**Records supplied:**
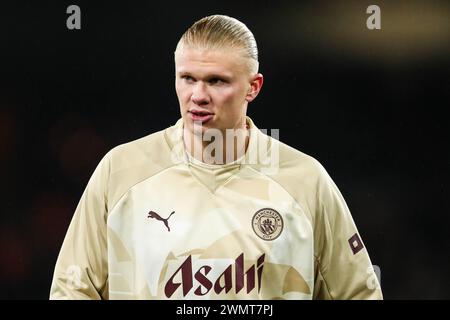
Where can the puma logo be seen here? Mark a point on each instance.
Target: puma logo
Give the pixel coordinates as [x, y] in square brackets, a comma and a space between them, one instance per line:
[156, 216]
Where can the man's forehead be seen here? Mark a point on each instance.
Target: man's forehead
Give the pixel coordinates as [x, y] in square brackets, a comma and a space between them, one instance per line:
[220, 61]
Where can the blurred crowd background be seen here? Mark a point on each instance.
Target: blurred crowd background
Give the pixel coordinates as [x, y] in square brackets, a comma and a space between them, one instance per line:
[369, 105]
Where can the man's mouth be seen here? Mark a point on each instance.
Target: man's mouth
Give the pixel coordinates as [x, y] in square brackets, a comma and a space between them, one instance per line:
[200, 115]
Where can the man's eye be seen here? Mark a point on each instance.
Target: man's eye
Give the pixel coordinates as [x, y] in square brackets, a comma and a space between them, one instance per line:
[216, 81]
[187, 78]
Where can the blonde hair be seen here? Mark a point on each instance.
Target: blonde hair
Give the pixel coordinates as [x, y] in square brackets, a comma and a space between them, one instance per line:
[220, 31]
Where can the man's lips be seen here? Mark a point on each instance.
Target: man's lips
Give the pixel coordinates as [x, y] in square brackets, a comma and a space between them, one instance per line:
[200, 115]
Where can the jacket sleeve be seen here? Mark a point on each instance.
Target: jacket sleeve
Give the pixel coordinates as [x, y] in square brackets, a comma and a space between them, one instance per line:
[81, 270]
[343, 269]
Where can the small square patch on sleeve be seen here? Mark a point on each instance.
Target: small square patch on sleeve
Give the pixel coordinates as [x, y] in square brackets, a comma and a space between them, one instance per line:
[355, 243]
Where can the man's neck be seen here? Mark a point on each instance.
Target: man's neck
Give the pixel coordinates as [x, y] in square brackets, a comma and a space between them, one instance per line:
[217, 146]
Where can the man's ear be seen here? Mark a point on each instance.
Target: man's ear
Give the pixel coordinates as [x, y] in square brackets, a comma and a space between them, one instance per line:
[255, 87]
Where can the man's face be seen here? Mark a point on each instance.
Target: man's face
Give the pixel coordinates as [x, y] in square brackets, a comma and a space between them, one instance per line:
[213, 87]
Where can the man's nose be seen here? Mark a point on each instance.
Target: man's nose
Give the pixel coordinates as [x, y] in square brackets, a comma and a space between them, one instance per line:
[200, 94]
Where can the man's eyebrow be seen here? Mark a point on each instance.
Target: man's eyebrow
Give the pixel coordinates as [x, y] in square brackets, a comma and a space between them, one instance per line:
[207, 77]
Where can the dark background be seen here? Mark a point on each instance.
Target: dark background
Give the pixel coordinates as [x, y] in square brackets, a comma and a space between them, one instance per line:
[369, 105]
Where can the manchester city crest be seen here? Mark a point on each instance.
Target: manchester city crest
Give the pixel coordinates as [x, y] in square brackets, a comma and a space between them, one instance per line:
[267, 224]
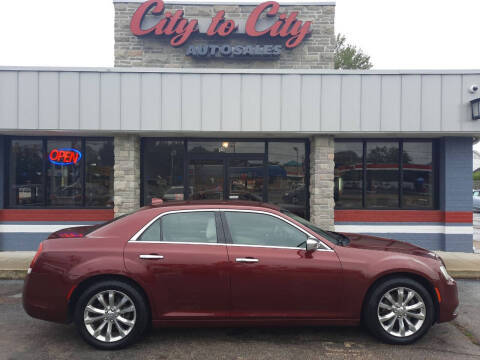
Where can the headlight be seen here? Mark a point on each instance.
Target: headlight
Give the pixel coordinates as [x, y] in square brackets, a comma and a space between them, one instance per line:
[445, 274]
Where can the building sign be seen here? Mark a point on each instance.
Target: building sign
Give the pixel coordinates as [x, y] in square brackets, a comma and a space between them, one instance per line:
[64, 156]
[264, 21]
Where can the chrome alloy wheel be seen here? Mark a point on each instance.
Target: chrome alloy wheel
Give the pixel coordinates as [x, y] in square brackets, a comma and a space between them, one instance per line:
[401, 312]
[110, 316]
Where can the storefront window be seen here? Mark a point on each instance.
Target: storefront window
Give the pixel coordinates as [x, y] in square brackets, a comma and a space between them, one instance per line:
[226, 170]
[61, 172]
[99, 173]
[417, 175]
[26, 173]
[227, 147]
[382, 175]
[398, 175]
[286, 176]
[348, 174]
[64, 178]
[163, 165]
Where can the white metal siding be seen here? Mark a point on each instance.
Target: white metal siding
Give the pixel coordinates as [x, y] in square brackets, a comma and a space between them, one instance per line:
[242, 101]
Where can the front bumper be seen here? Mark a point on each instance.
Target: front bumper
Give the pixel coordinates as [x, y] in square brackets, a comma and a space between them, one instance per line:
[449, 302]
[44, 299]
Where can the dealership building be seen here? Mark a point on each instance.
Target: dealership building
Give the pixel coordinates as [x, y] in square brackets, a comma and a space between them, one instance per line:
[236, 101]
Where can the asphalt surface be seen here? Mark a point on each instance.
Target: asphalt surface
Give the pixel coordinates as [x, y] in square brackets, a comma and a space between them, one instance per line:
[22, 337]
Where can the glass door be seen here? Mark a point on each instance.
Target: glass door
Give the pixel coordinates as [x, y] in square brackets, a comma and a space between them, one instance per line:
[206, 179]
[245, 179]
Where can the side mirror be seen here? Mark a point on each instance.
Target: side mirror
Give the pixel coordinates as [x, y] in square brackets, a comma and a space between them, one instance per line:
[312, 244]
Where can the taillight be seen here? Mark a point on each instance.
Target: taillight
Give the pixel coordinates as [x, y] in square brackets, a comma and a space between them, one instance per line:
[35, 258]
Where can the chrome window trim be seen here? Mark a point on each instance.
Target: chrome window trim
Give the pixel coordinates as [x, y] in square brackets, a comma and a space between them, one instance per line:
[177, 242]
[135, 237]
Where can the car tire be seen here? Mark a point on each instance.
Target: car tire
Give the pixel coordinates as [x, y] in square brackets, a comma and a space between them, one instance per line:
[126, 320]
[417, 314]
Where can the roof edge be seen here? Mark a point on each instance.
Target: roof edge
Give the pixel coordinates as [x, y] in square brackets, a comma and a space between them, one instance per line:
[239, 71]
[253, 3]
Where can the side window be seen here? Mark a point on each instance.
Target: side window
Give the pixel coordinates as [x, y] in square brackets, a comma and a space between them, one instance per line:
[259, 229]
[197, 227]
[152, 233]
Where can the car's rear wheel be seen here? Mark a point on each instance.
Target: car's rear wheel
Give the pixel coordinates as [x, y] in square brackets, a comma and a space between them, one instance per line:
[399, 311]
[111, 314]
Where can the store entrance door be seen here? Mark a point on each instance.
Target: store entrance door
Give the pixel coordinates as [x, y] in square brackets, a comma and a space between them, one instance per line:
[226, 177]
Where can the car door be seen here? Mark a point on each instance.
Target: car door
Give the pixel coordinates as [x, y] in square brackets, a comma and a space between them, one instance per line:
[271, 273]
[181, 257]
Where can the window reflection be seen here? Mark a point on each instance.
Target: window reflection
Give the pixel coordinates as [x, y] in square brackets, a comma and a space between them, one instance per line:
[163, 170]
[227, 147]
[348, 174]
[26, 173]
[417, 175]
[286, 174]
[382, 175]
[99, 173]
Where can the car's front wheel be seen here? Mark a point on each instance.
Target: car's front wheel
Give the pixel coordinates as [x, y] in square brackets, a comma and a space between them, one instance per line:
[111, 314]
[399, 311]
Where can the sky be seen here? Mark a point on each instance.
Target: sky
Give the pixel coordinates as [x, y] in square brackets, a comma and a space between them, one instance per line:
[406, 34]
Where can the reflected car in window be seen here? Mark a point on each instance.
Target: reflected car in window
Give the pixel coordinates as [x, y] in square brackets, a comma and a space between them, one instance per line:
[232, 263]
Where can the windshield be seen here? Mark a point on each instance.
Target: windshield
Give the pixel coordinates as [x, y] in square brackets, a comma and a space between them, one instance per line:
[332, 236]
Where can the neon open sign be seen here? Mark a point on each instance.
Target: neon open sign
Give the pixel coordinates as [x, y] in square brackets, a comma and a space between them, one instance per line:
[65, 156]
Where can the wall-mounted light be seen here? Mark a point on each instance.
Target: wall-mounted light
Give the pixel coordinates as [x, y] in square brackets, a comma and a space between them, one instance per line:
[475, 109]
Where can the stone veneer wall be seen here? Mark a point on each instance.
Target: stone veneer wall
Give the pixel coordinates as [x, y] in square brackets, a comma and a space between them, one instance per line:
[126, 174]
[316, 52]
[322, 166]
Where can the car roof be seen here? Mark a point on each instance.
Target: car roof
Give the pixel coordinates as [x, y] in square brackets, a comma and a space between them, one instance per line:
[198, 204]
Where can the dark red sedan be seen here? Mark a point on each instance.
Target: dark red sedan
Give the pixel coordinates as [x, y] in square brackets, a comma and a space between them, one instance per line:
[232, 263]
--
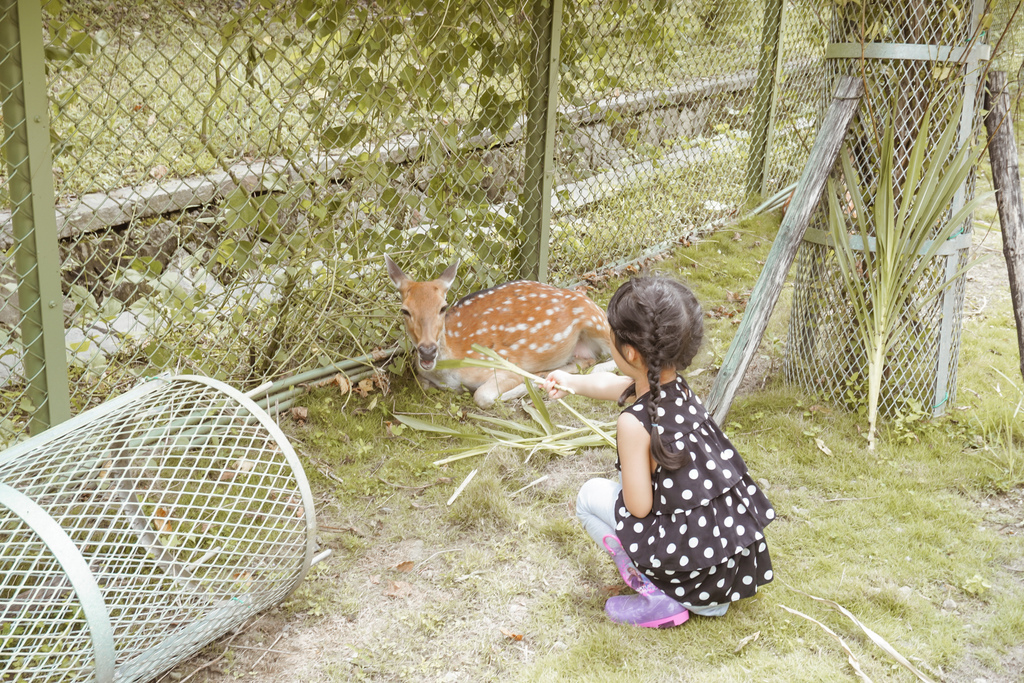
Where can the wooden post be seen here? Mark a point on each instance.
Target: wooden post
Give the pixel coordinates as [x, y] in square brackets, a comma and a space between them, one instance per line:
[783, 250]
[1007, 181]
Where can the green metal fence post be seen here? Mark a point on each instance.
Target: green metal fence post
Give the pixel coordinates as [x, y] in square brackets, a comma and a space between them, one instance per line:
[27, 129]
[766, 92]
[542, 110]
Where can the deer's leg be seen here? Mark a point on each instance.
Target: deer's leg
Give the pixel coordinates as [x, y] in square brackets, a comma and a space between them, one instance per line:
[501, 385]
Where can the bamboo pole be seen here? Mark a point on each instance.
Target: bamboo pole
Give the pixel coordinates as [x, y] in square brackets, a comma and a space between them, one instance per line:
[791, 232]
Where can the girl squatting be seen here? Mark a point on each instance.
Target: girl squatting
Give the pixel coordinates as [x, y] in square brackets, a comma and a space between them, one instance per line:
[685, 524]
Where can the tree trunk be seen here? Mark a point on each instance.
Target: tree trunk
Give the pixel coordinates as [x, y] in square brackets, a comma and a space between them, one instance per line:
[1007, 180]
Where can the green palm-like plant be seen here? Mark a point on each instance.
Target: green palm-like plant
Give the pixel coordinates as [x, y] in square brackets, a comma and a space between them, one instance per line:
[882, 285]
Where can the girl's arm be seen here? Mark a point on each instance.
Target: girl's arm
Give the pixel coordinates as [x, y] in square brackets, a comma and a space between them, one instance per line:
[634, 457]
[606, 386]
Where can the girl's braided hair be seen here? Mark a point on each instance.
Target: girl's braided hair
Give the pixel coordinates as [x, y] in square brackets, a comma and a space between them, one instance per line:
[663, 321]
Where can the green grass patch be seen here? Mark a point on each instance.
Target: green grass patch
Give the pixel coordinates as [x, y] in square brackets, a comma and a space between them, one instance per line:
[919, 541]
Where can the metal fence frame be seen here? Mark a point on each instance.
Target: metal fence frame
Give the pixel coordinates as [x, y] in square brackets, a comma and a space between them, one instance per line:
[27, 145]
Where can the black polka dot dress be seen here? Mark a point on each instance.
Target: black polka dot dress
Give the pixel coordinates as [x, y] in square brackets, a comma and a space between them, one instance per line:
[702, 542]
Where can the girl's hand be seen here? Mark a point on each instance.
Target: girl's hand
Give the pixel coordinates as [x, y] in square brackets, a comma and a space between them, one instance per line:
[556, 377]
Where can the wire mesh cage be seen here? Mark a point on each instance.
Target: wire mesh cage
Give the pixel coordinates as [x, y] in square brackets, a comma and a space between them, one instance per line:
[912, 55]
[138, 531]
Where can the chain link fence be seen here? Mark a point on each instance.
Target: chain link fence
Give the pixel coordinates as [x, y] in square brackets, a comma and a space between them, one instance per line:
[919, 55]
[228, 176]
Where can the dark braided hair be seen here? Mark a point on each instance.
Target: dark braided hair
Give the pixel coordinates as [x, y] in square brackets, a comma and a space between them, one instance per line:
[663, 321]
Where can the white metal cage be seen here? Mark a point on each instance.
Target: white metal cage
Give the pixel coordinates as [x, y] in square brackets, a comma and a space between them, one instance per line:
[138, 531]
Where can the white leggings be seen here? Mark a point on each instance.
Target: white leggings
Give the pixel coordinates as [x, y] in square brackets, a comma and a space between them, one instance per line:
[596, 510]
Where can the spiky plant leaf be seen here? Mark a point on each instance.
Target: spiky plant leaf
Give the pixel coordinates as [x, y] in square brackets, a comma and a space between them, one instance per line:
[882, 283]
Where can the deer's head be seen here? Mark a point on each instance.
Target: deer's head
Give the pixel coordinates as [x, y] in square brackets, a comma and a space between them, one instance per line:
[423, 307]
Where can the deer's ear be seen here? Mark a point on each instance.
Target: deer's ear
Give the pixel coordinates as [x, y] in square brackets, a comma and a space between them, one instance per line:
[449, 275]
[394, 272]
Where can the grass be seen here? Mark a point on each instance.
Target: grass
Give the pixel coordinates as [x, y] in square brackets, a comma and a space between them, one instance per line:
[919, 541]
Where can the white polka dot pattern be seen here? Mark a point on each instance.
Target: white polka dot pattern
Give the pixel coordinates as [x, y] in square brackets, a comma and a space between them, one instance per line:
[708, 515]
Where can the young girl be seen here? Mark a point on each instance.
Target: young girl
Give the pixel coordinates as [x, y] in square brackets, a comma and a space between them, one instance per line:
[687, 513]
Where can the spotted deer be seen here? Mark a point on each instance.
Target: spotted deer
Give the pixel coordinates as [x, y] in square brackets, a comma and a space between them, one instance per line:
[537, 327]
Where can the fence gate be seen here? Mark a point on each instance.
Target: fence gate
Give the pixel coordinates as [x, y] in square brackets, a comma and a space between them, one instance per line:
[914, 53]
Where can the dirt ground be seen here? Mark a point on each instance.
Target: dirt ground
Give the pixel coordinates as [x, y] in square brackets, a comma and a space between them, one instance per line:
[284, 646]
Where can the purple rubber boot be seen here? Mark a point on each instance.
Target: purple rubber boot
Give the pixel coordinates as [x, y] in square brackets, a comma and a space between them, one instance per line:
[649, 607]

**What to work on:**
Report every line of the data above that contains the word "headlight", copying each such line in full.

**Complete output:**
Where can the headlight be seen here? Mark a point on each instance.
Target: headlight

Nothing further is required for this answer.